(Saved data entries)
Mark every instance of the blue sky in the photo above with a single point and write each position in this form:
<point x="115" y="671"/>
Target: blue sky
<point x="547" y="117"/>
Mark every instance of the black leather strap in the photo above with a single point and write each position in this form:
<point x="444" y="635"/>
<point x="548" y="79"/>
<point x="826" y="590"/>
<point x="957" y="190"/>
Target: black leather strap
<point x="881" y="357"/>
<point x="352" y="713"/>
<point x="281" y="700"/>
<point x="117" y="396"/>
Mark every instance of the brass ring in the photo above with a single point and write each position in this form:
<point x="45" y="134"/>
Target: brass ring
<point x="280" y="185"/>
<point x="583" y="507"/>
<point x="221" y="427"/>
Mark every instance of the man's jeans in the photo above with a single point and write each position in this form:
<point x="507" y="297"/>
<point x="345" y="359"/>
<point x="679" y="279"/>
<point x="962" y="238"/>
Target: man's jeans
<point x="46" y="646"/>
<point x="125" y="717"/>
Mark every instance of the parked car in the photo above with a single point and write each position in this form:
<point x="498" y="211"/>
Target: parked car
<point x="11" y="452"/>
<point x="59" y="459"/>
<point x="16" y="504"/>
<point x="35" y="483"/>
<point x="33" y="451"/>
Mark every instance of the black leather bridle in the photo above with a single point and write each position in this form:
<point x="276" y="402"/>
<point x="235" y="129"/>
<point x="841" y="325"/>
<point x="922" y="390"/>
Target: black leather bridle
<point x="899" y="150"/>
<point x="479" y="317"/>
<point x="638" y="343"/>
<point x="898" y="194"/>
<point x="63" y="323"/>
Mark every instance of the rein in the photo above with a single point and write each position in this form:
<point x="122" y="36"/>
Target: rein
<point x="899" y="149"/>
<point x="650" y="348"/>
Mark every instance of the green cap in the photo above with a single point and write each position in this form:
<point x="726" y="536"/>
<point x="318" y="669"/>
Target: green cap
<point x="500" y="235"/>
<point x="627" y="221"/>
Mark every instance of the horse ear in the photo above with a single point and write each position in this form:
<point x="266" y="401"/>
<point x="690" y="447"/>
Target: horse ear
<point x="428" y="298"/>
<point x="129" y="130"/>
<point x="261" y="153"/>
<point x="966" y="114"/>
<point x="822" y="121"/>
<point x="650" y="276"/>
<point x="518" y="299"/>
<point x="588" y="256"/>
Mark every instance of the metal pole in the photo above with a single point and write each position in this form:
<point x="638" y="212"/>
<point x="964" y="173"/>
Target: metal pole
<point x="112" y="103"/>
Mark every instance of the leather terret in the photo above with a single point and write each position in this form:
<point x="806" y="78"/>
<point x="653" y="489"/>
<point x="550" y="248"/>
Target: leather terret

* **WORK INSTRUCTIONS**:
Repeat all of the data above line for line, with no changes.

* **REPLY**:
Mark every instance of the blue sky in the photo above with a single point and write each position in this form:
<point x="115" y="671"/>
Target: blue sky
<point x="547" y="117"/>
Mark every instance of the black leather strap in the photo above with a single point and write each position in this form:
<point x="444" y="635"/>
<point x="548" y="79"/>
<point x="826" y="590"/>
<point x="957" y="190"/>
Target: black leather strap
<point x="881" y="357"/>
<point x="352" y="713"/>
<point x="281" y="700"/>
<point x="117" y="396"/>
Mark every instance of the brass ring in the photo above with a single point and write each position in this form:
<point x="45" y="134"/>
Target: brass ring
<point x="280" y="185"/>
<point x="583" y="507"/>
<point x="221" y="427"/>
Mark every instance of the man's jeans in the photo above with a single point and write each position in this form:
<point x="507" y="297"/>
<point x="345" y="359"/>
<point x="679" y="279"/>
<point x="962" y="238"/>
Target: man's jeans
<point x="46" y="646"/>
<point x="125" y="717"/>
Mark every instance of the parked car in the photo above with a single point and write each position in this form:
<point x="498" y="211"/>
Target: parked car
<point x="11" y="452"/>
<point x="59" y="459"/>
<point x="16" y="504"/>
<point x="35" y="483"/>
<point x="33" y="451"/>
Mark every instance of the black leather bridle in the photo above with a single point and write each position in this form:
<point x="276" y="402"/>
<point x="235" y="129"/>
<point x="841" y="325"/>
<point x="922" y="390"/>
Target: black leather bridle
<point x="899" y="150"/>
<point x="479" y="317"/>
<point x="638" y="343"/>
<point x="898" y="194"/>
<point x="63" y="323"/>
Mark every instance of the rein in the photo above with a single point and write each position in this form:
<point x="122" y="36"/>
Target: rein
<point x="899" y="149"/>
<point x="650" y="348"/>
Mark every instance of the green cap in the photo above with a single point and write each position in this form:
<point x="726" y="536"/>
<point x="318" y="669"/>
Target: green cap
<point x="500" y="235"/>
<point x="627" y="221"/>
Mark every instance of the horse ear in the photo above with a single point and write each position in this form:
<point x="266" y="401"/>
<point x="690" y="447"/>
Target: horse ear
<point x="428" y="298"/>
<point x="129" y="130"/>
<point x="261" y="153"/>
<point x="966" y="114"/>
<point x="822" y="121"/>
<point x="650" y="276"/>
<point x="518" y="299"/>
<point x="588" y="256"/>
Mark every instance of the metal pole in the photo above with a single point and write each position in this form:
<point x="638" y="212"/>
<point x="964" y="173"/>
Target: metal pole
<point x="112" y="103"/>
Mark every instance of the leather terret in the photo above with a single point and write each position in this form:
<point x="806" y="78"/>
<point x="653" y="489"/>
<point x="550" y="248"/>
Target: leather terret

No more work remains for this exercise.